**REQUIREMENT:**
Every single entry that follows must be copied exactly.

+++ RECORD EXTRACTS

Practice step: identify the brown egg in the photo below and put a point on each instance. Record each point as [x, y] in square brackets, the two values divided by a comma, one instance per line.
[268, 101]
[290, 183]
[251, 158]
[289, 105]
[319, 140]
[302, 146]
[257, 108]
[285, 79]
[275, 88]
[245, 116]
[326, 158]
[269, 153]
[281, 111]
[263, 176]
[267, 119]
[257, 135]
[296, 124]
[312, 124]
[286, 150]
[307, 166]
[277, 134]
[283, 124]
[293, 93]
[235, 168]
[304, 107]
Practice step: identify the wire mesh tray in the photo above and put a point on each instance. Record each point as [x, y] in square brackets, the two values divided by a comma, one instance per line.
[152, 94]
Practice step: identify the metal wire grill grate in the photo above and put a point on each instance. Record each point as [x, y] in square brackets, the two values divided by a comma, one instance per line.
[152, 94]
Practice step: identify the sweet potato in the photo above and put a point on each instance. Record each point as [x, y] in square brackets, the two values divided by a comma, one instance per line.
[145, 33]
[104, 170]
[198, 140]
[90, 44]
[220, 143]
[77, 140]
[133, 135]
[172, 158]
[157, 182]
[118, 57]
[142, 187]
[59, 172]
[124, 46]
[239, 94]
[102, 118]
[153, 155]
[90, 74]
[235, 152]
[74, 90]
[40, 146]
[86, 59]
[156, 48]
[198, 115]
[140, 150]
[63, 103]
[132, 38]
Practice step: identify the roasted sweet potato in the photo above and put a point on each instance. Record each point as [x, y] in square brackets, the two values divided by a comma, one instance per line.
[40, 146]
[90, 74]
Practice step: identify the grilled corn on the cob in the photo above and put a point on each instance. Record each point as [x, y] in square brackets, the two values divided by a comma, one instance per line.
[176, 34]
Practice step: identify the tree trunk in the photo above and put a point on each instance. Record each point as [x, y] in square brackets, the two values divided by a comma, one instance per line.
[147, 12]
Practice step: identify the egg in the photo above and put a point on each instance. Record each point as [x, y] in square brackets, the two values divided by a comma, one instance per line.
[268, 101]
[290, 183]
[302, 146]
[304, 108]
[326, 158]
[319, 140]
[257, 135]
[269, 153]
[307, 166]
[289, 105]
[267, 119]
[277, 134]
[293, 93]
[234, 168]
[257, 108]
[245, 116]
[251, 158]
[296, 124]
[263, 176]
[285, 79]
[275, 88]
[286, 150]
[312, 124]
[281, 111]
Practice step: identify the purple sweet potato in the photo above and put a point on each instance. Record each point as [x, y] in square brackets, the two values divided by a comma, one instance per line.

++++++

**WRITTEN RESPONSE:**
Practice step: identify the brown egg in the photo below and put a point on each instance. Record each point as [x, y] in square brackets, the two values divided by a comma, one instance per line.
[268, 101]
[290, 183]
[251, 158]
[289, 105]
[319, 140]
[302, 146]
[257, 108]
[285, 79]
[275, 88]
[245, 116]
[326, 158]
[269, 153]
[281, 111]
[263, 176]
[267, 119]
[257, 135]
[296, 124]
[312, 124]
[286, 150]
[307, 166]
[277, 134]
[283, 124]
[293, 93]
[235, 168]
[304, 107]
Practice step: identify the wire mesh tray in the photo above and put a point on each instance. Record each point as [x, y] in square brackets, the two values divided by a comma, one instance per line.
[152, 94]
Practice step: identify the metal wire grill grate in the photo above and put a point on each instance. Record each point as [x, y] in square brackets, the two values divided by a comma, one instance per line.
[152, 94]
Practice step: identify the sweet potato in the photo above and put a point on each instance. Record each point as [x, y] in square brackets, the two values divided by a comma, one instance per line.
[145, 33]
[104, 170]
[198, 140]
[90, 44]
[220, 143]
[77, 140]
[133, 135]
[172, 158]
[157, 182]
[118, 57]
[142, 187]
[59, 172]
[124, 46]
[239, 94]
[102, 118]
[153, 155]
[90, 74]
[235, 152]
[74, 90]
[40, 146]
[86, 59]
[156, 48]
[198, 115]
[140, 150]
[63, 103]
[132, 38]
Practice step: identify the roasted sweet potato in the photo above and put a point on each instance. Record each point as [x, y] in square brackets, the two values divided by a comma, one instance per line.
[40, 146]
[90, 74]
Practice step: identify the grilled corn on the cob in the photo above and put a point on each instance. Record each point as [x, y] in square brackets, the two values divided by a comma, one instance per line.
[176, 34]
Practice step: identify the tree trunk in the photo above and put a point on each instance. Record each point as [x, y] in square brackets, the two values divided by a comma, one instance per line.
[147, 12]
Practice step: identify the egg in the photo above and put a point on each instance. Record each point as [x, y] in square brackets, the two values divided by a comma, one instance per line.
[268, 101]
[290, 183]
[302, 146]
[304, 108]
[326, 158]
[319, 140]
[257, 135]
[269, 153]
[307, 166]
[289, 105]
[267, 119]
[277, 134]
[293, 93]
[234, 168]
[257, 108]
[245, 116]
[251, 158]
[296, 124]
[263, 176]
[285, 79]
[275, 88]
[286, 150]
[312, 124]
[281, 111]
Practice step: identify the purple sweet potato in the photo above and put a point on each instance. Record each point as [x, y] in square brackets, the two values divided by a comma, one instance per line.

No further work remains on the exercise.